→ **Seitentext**

+-------+

Wer sich von London aus in Deutschland bewirbt, sollte möglichst gleich angeben, wann er das nächste Mal vor Ort ist. „Wenn Sie bei einer Bewerbung angeben, wann Sie das nächste Mal nach Frankfurt kommen, dann hinterlässt dies einen guten Eindruck“, betont von Ciriacy-Wantrup. Oft ließe sich dann schon ein erstes Treffen arrangieren und selbst wenn dies nicht möglich sei, würden Bewerber damit zumindest Sympathiepunkte sammeln. „Geben Sie auch Ihre Skype-Adresse oder ähnliches an“, empfiehlt er. Häufig würden Erstgespräche gerade bei Bewerbern aus dem Ausland über Videotelefonie erfolgen.

8. Lernen Sie Deutsch

Wer diese Zeilen lesen kann, hat schon einen gewaltigen Startvorteil. Denn von Bewerbern werden in Deutschland regelmäßig Deutschkenntnisse verlangt. „Wer im Front Office arbeitet und kein Deutsch kann, bekommt schon bei großen Unternehmenskunden Probleme“, warnt von Ciriacy-Wantrup. Selbst wenn die offizielle Unternehmenssprache Englisch sei, werde in Kundenmeetings und auch ansonsten inoffiziell Deutsch gesprochen. Tatsächlich sind selbst die meisten Mitarbeiter der US-Banken wie Goldman Sachs oder JP Morgan in Frankfurt Deutschmuttersprachler. „Entsendete Mitarbeiter sind eigentlich nur noch bei asiatischen Banken üblich“, erzählt von Ciriacy-Wantrup.

+-------+

→ **Aufgabenmaterial**

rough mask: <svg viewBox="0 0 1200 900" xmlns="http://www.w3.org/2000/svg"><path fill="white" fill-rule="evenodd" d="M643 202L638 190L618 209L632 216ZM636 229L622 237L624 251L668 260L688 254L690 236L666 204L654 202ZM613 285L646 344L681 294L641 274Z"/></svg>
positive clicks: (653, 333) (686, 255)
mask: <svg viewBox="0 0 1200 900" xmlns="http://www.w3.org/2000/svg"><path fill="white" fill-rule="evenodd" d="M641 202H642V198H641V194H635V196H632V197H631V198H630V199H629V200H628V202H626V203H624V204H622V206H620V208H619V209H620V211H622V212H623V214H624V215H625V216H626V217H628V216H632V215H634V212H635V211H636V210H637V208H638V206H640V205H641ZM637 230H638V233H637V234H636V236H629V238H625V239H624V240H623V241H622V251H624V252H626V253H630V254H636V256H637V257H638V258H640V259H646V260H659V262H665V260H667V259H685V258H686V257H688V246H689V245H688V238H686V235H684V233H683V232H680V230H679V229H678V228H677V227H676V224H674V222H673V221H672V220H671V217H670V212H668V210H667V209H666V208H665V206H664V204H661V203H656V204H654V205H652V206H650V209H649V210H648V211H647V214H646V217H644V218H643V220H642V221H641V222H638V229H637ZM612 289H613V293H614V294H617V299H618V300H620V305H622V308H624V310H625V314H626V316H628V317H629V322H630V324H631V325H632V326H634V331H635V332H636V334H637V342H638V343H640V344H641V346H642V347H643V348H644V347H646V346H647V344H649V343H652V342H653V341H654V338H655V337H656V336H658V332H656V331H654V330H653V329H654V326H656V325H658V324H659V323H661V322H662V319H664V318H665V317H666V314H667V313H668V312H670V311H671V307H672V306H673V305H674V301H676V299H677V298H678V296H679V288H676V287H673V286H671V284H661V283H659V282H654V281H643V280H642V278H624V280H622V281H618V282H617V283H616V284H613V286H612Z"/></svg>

+-------+

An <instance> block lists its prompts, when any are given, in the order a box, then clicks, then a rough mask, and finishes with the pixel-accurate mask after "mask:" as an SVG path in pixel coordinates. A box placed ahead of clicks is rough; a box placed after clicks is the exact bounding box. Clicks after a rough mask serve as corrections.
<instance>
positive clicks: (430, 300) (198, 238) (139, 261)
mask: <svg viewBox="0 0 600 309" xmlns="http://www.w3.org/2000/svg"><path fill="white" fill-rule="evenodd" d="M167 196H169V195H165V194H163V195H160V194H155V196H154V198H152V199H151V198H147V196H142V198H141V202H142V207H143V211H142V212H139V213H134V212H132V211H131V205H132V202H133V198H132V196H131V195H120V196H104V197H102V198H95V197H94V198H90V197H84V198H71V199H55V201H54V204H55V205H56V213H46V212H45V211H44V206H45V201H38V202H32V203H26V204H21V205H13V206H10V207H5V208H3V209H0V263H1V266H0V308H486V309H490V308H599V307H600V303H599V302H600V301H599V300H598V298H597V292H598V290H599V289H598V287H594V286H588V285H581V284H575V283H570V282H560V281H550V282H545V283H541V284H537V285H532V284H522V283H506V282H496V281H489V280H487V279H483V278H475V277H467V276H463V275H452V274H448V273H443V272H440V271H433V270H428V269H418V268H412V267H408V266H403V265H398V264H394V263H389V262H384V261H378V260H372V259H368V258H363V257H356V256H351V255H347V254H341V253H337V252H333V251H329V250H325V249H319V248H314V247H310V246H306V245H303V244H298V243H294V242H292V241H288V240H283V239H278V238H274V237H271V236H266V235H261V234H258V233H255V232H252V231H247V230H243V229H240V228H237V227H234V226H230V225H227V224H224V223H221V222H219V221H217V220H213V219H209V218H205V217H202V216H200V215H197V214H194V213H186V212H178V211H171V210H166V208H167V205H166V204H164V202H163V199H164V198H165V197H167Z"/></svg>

+-------+

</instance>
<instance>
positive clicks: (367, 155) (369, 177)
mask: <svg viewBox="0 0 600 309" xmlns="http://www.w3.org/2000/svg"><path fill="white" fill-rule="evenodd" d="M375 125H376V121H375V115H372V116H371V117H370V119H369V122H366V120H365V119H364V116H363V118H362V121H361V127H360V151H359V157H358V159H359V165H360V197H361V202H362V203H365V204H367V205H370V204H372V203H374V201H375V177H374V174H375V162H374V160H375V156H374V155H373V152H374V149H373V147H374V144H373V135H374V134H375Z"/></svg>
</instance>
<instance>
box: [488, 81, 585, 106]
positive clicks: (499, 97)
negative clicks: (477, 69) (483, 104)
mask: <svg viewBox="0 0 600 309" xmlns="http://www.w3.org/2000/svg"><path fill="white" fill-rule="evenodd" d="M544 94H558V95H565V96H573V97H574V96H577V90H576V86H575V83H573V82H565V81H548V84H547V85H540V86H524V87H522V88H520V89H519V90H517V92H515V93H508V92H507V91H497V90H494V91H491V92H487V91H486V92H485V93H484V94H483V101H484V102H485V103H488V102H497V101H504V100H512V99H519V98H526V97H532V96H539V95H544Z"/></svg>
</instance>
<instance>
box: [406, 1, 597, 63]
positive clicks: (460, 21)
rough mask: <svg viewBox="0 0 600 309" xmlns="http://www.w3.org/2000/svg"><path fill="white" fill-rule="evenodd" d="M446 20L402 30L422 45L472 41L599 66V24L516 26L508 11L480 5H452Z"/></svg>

+-------+

→ **Aufgabe 1**
Beantworte zum Seitentext über Bewerbungen in Deutschland diese Fragen:
(a) Welche Kontaktangabe sollen Bewerber laut von Ciriacy-Wantrup zusätzlich machen?
(b) Wie finden Erstgespräche mit Bewerbern aus dem Ausland häufig statt?
(c) Bei welchen Banken sind entsendete Mitarbeiter laut von Ciriacy-Wantrup noch üblich?
→ **Aufgabe 2**
Schreib aus den Einträgen den Abschnitt unverändert ab, der mit der Zeile mit "202L638 190L618 209L632" beginnt und mit der Zeile mit "positive clicks: (653, 333) (686, 255)" endet. Beide Zeilen gehören dazu.
Der Seitentext und die Einträge haben nichts miteinander zu tun.

→ **Antwortfeld 1**
(a) Ihre Skype-Adresse oder etwas Ähnliches.
(b) Über Videotelefonie.
(c) Bei asiatischen Banken.

→ **Antwortfeld 2**
rough mask: <svg viewBox="0 0 1200 900" xmlns="http://www.w3.org/2000/svg"><path fill="white" fill-rule="evenodd" d="M643 202L638 190L618 209L632 216ZM636 229L622 237L624 251L668 260L688 254L690 236L666 204L654 202ZM613 285L646 344L681 294L641 274Z"/></svg>
positive clicks: (653, 333) (686, 255)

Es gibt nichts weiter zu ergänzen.